The Turing/Church Proofs: How Logicians Created Computer Science

I try to focus most of my posts on practical topics that will help people developing ontologies and knowledge graphs. However, every once in a while (like now) I like to go into some less practical areas. There are two related proofs that provided the formal foundation for modern programmable digital computers and that is what I'm going to discuss in this post. When I worked at the Software Engineering lab at Accenture, one of the consultants who worked with us loved the concept of meta-objects and meta-models because he had done very practical work up to that point and hadn't heard the term "meta" applied to computer science. He liked to say "let's get meta" whenever we were about to go into fairly esoteric but interesting discussions. So let's get meta.

There are some reasons which I'll get to, that the proof is especially relevant to OWL users but it also has major implications for computer science in general. The proof is that the Entscheidungsproblem is unsolvable. The Entscheidungsproblem gained prominence at the beginning of the 20th century due to a mathematician named Hilbert who was considered one of the most important mathematicians of the time. At a mathematical conference Hilbert gave the keynote speech and described what he considered the most important open questions facing mathematics. One of those was the Entscheidungsproblem. Entscheidungsproblem is simply German for "Decision Problem".

### What you need to do
1. In the post on the Turing/Church proofs, what does the German word "Entscheidungsproblem" mean in English?
2. Carry the post on the Turing/Church proofs forward from where it stops.

Object location annotation data
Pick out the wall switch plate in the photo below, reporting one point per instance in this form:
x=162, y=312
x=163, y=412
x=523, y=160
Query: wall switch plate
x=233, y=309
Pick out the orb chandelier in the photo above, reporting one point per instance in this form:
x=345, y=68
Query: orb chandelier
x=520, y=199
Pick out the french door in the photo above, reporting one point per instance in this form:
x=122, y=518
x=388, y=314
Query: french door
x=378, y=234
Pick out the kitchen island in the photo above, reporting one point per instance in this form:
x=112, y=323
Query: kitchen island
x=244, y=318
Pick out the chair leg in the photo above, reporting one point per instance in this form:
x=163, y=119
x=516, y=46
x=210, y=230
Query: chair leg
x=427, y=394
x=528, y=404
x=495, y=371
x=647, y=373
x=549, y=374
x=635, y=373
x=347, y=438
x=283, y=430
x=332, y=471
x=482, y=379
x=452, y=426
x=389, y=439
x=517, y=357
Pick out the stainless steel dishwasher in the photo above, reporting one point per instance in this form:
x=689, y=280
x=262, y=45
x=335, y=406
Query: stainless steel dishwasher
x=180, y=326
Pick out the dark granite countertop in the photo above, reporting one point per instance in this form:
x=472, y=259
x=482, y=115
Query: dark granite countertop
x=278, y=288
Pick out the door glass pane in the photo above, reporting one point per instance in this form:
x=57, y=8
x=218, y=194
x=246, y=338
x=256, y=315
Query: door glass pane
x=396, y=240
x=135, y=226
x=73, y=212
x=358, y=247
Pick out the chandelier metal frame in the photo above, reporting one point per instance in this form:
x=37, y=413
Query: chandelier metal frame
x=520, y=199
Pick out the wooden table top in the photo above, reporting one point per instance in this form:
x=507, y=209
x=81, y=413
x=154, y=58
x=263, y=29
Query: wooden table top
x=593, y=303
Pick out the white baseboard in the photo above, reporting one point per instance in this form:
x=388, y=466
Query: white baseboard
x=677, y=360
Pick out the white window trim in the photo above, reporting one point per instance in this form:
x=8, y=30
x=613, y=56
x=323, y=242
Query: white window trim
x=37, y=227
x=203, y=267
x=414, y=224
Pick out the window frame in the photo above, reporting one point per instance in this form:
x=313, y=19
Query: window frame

### Task responses
1. Decision Problem

2.
The decision the problem referred to was an algorithm that could take in any arbitrary formula in First Order Logic (FOL) and provide an answer as to whether or not it was valid. Most people thought such an algorithm must exist, we just hadn't found it yet. The reason people thought that there was such an algorithm was that such an algorithm existed for Propositional Logic and FOL is just an extension of propositional logic with two new operators. If you've taken an introductory class in Logic you've used propositional logic. Propositional logic consists of the logical connectors: or (∨), and (∧), if-then (⊃), and not (¬) along with variables such as P and Q. E.g.,

P ∨ ~P "P or not P"

is a valid formula in propositional logic. Valid means always true regardless of the values assigned to the variables. In this case regardless of whether P is true or false "P or not P" is always true. The algorithm for propositional logic is a truth table. A table that lists all the possible values for each variables and the truth of the whole statement for each alternative binding. Below is the simple truth table for "P or not P". Since the middle column representing the overall truth of the formula is always true, the formula is valid.

Truth tables go back to the ancient Greeks. First Order Logic (FOL) is propositional logic with the addition of two quantifiers: universal (for all) and existential (there exists). These should be familiar to OWL users. Universal quantification is the Only statement in Description Logic and existential quantification is the Some statement. The symbols for these are ∀ for universal quantification and ∃ for existential quantification.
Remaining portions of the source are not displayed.